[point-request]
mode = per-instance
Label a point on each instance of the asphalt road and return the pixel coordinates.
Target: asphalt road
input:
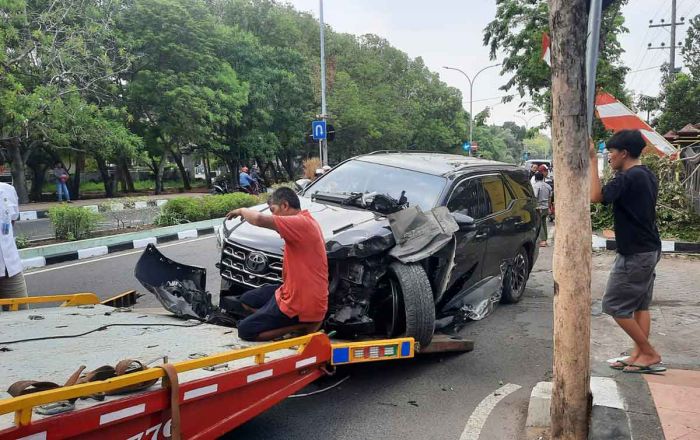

**Directions**.
Go through the material and copy each line that contains "road".

**Exercise answer**.
Label a point on each instance of the asphalt road and return the pixel coordinates.
Target: asphalt road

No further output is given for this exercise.